__ASSIGNMENT__
Give an exact copy of the line that has "Where can the sneaker" and of every line below it, through the last, with nothing else.

-- Opening Marker --

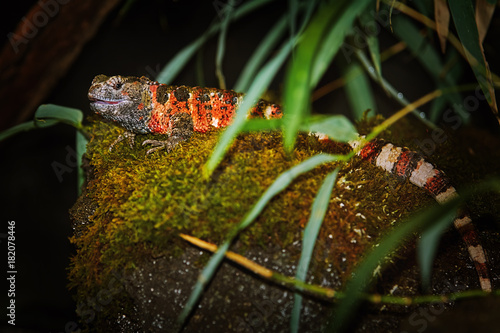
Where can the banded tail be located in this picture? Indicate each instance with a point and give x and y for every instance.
(406, 164)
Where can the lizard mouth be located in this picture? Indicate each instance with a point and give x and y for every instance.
(105, 101)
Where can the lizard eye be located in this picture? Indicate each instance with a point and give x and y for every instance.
(116, 82)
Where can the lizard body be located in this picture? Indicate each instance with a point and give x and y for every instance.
(143, 106)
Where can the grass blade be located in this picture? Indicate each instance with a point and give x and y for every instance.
(436, 214)
(429, 59)
(278, 185)
(311, 231)
(260, 84)
(320, 42)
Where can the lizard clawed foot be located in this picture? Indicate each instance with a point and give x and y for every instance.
(168, 144)
(126, 135)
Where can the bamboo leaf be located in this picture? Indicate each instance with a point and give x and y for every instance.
(320, 42)
(429, 59)
(311, 231)
(262, 51)
(463, 17)
(484, 13)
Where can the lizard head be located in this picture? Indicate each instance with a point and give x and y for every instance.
(123, 99)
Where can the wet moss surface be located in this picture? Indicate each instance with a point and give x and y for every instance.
(135, 205)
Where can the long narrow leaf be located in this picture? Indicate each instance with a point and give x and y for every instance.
(278, 185)
(311, 232)
(174, 66)
(81, 146)
(221, 45)
(260, 84)
(262, 51)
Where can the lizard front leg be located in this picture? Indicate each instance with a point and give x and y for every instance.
(182, 129)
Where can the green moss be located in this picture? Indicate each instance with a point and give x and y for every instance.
(144, 202)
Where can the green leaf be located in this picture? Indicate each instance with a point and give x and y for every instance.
(337, 127)
(278, 185)
(463, 15)
(51, 112)
(311, 231)
(27, 126)
(370, 25)
(320, 42)
(174, 66)
(429, 58)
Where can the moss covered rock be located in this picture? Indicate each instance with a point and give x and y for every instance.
(132, 272)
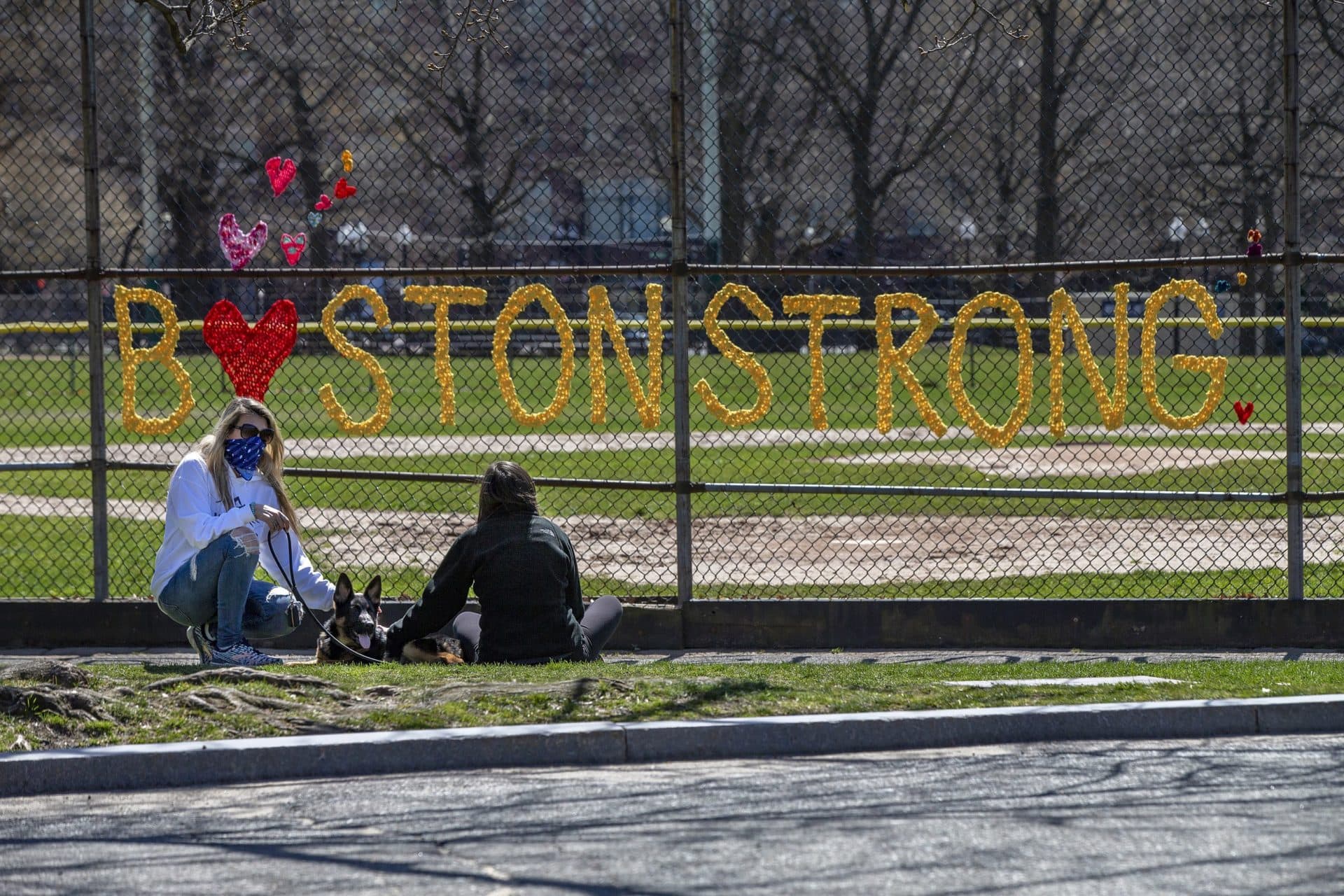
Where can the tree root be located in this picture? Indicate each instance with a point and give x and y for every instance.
(49, 671)
(67, 704)
(244, 673)
(225, 699)
(574, 690)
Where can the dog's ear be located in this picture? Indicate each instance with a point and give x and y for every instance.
(344, 590)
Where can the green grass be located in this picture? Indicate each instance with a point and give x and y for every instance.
(33, 574)
(45, 402)
(407, 697)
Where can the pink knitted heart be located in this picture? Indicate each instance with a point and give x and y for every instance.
(293, 246)
(280, 174)
(239, 248)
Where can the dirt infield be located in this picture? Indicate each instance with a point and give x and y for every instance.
(812, 550)
(765, 551)
(584, 442)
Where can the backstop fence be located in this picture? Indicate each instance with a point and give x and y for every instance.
(776, 298)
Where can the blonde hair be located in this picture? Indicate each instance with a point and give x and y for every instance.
(272, 465)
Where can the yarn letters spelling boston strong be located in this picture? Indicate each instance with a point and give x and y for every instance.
(252, 355)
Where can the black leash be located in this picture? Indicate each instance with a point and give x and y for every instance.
(289, 580)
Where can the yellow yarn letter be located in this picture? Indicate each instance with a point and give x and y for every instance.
(374, 425)
(1112, 405)
(995, 435)
(898, 359)
(504, 331)
(1211, 365)
(746, 360)
(441, 298)
(816, 308)
(163, 352)
(603, 318)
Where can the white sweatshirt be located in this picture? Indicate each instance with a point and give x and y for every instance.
(197, 516)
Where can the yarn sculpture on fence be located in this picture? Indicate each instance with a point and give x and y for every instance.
(252, 355)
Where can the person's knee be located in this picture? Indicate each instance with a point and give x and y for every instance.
(246, 542)
(610, 606)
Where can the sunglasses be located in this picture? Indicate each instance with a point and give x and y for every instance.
(248, 430)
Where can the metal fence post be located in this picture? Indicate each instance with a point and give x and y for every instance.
(680, 295)
(1292, 305)
(93, 286)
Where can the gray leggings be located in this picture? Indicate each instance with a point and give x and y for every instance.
(598, 624)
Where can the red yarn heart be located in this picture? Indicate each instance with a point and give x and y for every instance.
(293, 246)
(280, 174)
(252, 355)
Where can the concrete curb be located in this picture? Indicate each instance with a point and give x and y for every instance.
(219, 762)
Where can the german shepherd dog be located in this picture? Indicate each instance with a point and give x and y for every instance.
(355, 625)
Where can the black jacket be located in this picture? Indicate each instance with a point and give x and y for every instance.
(524, 575)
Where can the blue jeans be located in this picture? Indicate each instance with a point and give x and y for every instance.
(218, 586)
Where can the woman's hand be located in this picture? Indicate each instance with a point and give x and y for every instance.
(273, 517)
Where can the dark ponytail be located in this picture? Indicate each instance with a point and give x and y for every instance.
(505, 488)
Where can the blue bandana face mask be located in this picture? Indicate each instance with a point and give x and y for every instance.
(244, 454)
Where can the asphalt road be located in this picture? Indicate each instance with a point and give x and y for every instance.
(1233, 816)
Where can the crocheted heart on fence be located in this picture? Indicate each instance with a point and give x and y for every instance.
(252, 355)
(293, 246)
(280, 174)
(239, 248)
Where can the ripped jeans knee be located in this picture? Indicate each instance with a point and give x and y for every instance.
(246, 539)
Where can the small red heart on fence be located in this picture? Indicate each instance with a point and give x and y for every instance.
(252, 355)
(239, 248)
(280, 174)
(293, 245)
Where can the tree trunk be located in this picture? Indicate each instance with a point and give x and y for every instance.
(1046, 246)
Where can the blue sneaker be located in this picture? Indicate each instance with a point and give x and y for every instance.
(241, 654)
(202, 641)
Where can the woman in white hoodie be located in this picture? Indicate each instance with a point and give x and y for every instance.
(227, 508)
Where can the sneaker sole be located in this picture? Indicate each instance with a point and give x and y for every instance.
(202, 647)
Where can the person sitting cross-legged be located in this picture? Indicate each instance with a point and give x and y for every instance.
(526, 578)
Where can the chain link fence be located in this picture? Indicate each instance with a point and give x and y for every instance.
(776, 300)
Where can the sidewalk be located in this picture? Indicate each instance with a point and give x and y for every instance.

-- Closing Marker --

__ANSWER TO THE EXERCISE__
Where can the sneaker sole be located in this picture? Indicate each instance with a point and give x and y for every instance.
(202, 647)
Where can the person sitting cross-legged be located in this picture? Indicate each instance with a point and give x and y for every instance.
(526, 578)
Where can the chain link fence be located in this picture? Indicate each instance with a point and give x and y for every instance.
(776, 300)
Where can the sidewalk be located in this picture? Indicate each instance with a point and give x and y for every instance.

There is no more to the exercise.